Passage to read:
───

Brin paid more for his new home that his lifetime charity giving according to Forbes. https://www.forbes.com/sites/forbeswealthteam/2026/02/09/ame...
looks like he paid more for his new house that what Forbes thinks he's given to charity.
Consumption taxes incentivize reducing waste and is pro environment. Isn't that what California is about?
>people acquire it just for the sake of acquiring more and building their personal power. It seems that wealth is used to build more mechanisms of rent-seeking to further extract money from people who make their money through labor.
So why are you a proponent of earned income taxes? Those hit people who make their money through labor. What you want is land value taxes, those hit people who make money through rent seeking (including tech companies whose assets sit on valuable land).
You can also reduce or eliminate the tax on essentials like groceries.
Wealthy progressives don’t like it because many of them hold a huge portion of their wealth in housing. They imagine that they can somehow fix inequality without fixing distortions in the housing market.
No one tax "solves" the problem. The problem, as I see it, is wealth hoarding beyond what any normal person would need to carry them through to the end of life. Instead of listing everything we should tax, maybe it'd be shorter to say that we look at what billionaires do to avoid taxes and close those loopholes. Then watching them again, and every time they come up with a new tax evasion strategy, fix it.
I wish I had the resources to develop an AI system that could find and document all instances of tax evasion by billionaires. But if I did that, I suspect I would need to be extra careful crossing streets, going near balconies, and reminding people that I'm not suicidal.
All wealth sits on land, and all land is already constantly appraised and subject to land value tax. It would be a trivial change to collect marginal land value tax rates using beneficial ownership.
As an additional benefit, the income tax return, which enables a ton of corruption at worst, and time waste at best, is gotten rid of.
Yours?
> normal societal expectation
Lol. Which society are you living in?
> Yours?
About $300. I'm not the one shaming people about their house costing more than their charity.

───

Task A:
Answer these questions from the tax discussion:
(i) According to the comment citing Forbes, what did Brin pay more for than his lifetime charity giving?
(ii) Which kind of tax is said to hit people who make money through rent seeking?
(iii) What amount does the final comment give in reply to "Yours?"
Task B: Repeat the portion of the tax discussion between "I wish I had" and "than their charity.", inclusive.
Task C: Carry the tax discussion forward with a new comment that follows its last one.
The data items have no connection to the tax discussion.

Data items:
───

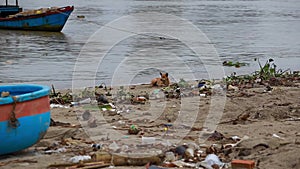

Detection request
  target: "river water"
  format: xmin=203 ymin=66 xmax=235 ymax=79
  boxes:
xmin=0 ymin=0 xmax=300 ymax=88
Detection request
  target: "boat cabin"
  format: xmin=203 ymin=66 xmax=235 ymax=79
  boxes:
xmin=0 ymin=0 xmax=22 ymax=17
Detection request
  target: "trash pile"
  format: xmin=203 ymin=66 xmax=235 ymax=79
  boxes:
xmin=43 ymin=127 xmax=258 ymax=169
xmin=43 ymin=60 xmax=300 ymax=169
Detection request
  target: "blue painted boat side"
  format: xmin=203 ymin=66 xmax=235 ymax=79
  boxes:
xmin=0 ymin=112 xmax=50 ymax=155
xmin=0 ymin=84 xmax=50 ymax=105
xmin=0 ymin=11 xmax=72 ymax=31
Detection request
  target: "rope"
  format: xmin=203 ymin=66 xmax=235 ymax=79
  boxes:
xmin=9 ymin=96 xmax=20 ymax=128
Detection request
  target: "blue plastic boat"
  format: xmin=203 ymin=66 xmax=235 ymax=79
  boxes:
xmin=0 ymin=1 xmax=74 ymax=32
xmin=0 ymin=84 xmax=50 ymax=155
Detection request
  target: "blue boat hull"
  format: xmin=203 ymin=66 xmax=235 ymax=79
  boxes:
xmin=0 ymin=84 xmax=50 ymax=155
xmin=0 ymin=112 xmax=50 ymax=155
xmin=0 ymin=7 xmax=73 ymax=32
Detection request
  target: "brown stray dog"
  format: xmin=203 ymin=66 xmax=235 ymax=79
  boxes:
xmin=151 ymin=72 xmax=170 ymax=87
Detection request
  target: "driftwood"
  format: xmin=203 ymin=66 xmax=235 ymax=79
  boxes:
xmin=92 ymin=152 xmax=162 ymax=166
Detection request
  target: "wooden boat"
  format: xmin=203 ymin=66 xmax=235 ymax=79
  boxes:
xmin=0 ymin=0 xmax=74 ymax=32
xmin=0 ymin=84 xmax=50 ymax=155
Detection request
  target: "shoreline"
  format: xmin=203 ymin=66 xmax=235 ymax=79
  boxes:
xmin=0 ymin=68 xmax=300 ymax=169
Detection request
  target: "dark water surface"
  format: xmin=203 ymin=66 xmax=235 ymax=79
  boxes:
xmin=0 ymin=0 xmax=300 ymax=88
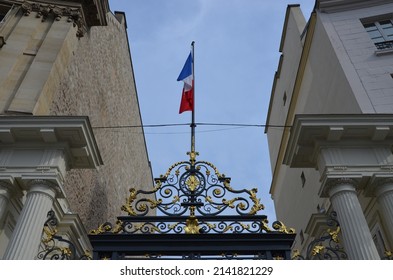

───

Written answer A:
(i) His new home.
(ii) Land value taxes.
(iii) About $300.

Written answer B:
I wish I had the resources to develop an AI system that could find and document all instances of tax evasion by billionaires. But if I did that, I suspect I would need to be extra careful crossing streets, going near balconies, and reminding people that I'm not suicidal.
All wealth sits on land, and all land is already constantly appraised and subject to land value tax. It would be a trivial change to collect marginal land value tax rates using beneficial ownership.
As an additional benefit, the income tax return, which enables a ton of corruption at worst, and time waste at best, is gotten rid of.
Yours?
> normal societal expectation
Lol. Which society are you living in?
> Yours?
About $300. I'm not the one shaming people about their house costing more than their charity.

Written answer C:
My lifetime giving is more than I paid for my current house. The house in discussion for him is just one of how many that he owns? Or how many boats that count as 'second homes' under tax rules? Also consider he has paid for the entirely of this house, the average person giving 5-10% hasn't come close to paying for their house, so you need to go based off the 'already paid' amount. Also their home would be their largest asset, so going by that his largest asset for comparison would be his stock holdings, an order of magnitude larger than the cost of one of his homes.
Old boy is a billionaire, not a rando, and has proven he has zero shame. Despite starting their companies with techno-optimist claims, the robber barons had more shame/were more decent people/supported society more than the average tech billionaire.
Reminder that the Republican policy for 40 years has been to 'starve the beast' and in other ways sabotage government programs so that exactly your argument can be presented. Prior to that intentional sabotage by Republicans and aligned political partisans against the United States we had much less fraudulent and wasteful government. When half of the politicians/oversite/management ACTIVELY wants government (and by extension the country) to fail and engage in policies intended to created failure in the government, it's hard to have effective government.
No I am a leave people alone that are not harming me. I am not envious and I am not a power tripper. If I want to help those in need then I will push my government to cut programs. Governments do not help those in need as they have no incentive to do so. They will pocket the money as they do every ... single ... damn ... time. This never changes and never will.